Given task:
Which lines of the records below contain the word "slope"? Select each one and copy it out in full.

Input records:
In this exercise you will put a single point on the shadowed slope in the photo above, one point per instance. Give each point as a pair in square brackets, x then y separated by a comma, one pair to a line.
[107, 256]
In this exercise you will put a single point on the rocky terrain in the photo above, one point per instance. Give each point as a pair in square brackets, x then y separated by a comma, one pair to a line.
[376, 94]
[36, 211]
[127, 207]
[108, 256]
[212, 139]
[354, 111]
--
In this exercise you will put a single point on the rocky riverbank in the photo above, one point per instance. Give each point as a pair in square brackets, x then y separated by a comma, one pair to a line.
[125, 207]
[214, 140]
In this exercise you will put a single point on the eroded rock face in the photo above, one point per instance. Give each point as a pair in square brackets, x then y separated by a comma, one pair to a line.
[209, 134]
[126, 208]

Completed task:
In this exercise you will put a single point on the shadowed slope in the photo above, one point per instance. Give each point as a pair in square brackets, x then y separated by a comma, one pair to a line.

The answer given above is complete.